Serving Gogebic, Iron and Ontonagon Counties

Filmmakers look at health care in small towns

By TOM LAVENTURE

[email protected]

Bessemer - A barber shop is often considered a centerpiece in the community conversation and a documentary film crew selected Misky's Haircuts in Bessemer to interview area residents on the topic of healthcare on Saturday. 

Filmmaker Christine Ryan Harland and her cinematographer James Q. Martin, of C'est Tout Films, based in Tuscon, Arizona, are traveling the country with University of Arizona physicians to record feedback from people in small towns about health care and the challenges in life.

The film is a follow-up to a physicians' bicycle tour during the lead up to the 2016 presidential election. The doctors talked about health care with people of small towns and decided to broaden the tour in 2020.

"We thought it would be great to develop a film around that and around those conversations, but we want to go more in depth and find folks in the towns to get a better understanding about how people really feel about health care," Ryan Harland said. 

Initially funded by the University of Arizona the COVID-19 shutdown put a halt to the documentary and the funding, she said. The film company was able to privately fund the film to continue the tour as she negotiates with PBS and other networks for the film along with more fundraising. 

"We studied about how to film safely in this environment," Ryan Harland said.  

Lou Miskovich, who said he was just allowed to open his barber shop again a week earlier, said that as a barber he was able to help arrange interview subjects for the filmmakers. He was also interviewed as someone who falls between the cracks in the system with some help from the Veterans Administration but unable to afford insurance as a small business owner.

Coming to the Upper Peninsula was in part because of the low number of COVID-19 cases, Ryan Harland said. The film crew knew they could be relatively safe here and tested themselves to ensure that they in turn would not infect anyone.

The interviews across the U.P. were unique in representing many voices on all sides of the spectrum, Ryan Harland said. The complexities that were talked about in the interviews show there are people who are passionate about the environmental issues here along with people who share a conservative viewpoint but also share some concerns of the left.

** What the task asks **
Carry on the news article about the documentary filmmakers interviewing Bessemer residents on health care, starting right after its final sentence.

(Collection entries)

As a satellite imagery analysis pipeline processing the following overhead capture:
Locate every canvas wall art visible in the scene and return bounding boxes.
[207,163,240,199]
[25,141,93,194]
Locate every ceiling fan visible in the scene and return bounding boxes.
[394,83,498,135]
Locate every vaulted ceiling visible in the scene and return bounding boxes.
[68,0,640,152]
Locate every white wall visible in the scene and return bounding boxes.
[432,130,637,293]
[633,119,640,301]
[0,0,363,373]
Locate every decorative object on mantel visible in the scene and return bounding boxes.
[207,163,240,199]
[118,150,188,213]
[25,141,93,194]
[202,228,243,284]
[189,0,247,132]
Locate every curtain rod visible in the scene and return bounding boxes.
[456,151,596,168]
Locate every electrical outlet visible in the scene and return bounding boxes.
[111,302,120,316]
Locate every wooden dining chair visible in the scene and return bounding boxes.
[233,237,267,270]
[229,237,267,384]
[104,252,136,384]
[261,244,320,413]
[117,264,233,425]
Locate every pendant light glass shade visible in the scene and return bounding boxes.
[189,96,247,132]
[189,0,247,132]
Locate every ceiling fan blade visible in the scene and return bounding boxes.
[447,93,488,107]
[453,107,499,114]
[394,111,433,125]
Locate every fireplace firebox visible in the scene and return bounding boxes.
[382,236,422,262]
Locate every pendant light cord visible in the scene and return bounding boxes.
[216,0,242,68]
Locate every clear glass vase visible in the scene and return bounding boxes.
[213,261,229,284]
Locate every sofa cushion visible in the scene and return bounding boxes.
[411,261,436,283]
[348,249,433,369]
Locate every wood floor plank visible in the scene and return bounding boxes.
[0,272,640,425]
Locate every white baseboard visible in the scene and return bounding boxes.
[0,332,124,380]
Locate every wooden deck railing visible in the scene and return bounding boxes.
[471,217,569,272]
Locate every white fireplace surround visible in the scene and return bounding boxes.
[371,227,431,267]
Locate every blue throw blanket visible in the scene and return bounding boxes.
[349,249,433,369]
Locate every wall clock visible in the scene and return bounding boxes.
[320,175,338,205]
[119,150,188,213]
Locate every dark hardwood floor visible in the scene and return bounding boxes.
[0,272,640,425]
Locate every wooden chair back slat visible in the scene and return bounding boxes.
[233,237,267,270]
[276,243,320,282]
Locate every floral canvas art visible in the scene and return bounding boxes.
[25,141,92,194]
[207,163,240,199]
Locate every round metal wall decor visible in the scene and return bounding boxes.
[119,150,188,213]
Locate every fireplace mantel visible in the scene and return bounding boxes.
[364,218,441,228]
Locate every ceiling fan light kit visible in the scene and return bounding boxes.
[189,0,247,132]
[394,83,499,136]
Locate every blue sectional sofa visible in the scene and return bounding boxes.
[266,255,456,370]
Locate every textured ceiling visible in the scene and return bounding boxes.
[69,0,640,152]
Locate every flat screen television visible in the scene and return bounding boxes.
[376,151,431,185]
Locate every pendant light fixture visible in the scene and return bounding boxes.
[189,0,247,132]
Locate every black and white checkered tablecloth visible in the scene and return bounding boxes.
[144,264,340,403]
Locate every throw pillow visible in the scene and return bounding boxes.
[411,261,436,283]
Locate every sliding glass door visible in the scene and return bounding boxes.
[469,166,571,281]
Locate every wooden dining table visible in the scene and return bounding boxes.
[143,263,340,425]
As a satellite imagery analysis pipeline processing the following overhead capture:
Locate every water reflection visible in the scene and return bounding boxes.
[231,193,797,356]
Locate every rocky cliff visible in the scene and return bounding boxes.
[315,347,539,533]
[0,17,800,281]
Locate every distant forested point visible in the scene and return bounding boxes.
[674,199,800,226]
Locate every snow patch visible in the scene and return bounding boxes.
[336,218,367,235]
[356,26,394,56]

** Answer for this exercise **
"So, we've met a lot of Trump supporters along the way who are adamant; but they also believe that health care is a human right," Ryan Harland said. "So it's fascinating because they straddle these kinds of political lines."

In other areas of the country the people who embrace right or left tend to stick to their respective party lines on any given issue, she said. That isn't the case here.

"There is a much deeper complexity in the U.P.," Ryan Harland said.

Born in New York City, Ryan Harland has lived all over the country, including a small town in Utah. She also lived for a time in a small village in the south of France.

"I love small towns," she said. "I think I must have a vision for myself at some point to land in a place like Bessemer."

Ryan Harland was in the documentary program of Duke University when she took part in the "Anytown, USA" series. The filmmakers went into small towns and developed stories for people who don't necessarily get much of a voice. 

"So I'm not necessarily new to that experience," she said. "I guess I really like it because I keep coming back to it."

It helps a lot to understand a country when you visit these places, she said. The margin of opinion presented in the network or on cable news reflects a small portion of the country.

The filmmakers will follow the physicians to an event in Duluth and head back to Arizona around June 30. The physicians will continue on to Seattle including a segment by train.

With the small town interviews conducted the filmmakers will now concentrate on healthcare experts. The film will offer a cohesive understanding about the U.S. healthcare industry from the various stakeholders in the system.

"We want to make those ideas more palatable," she said.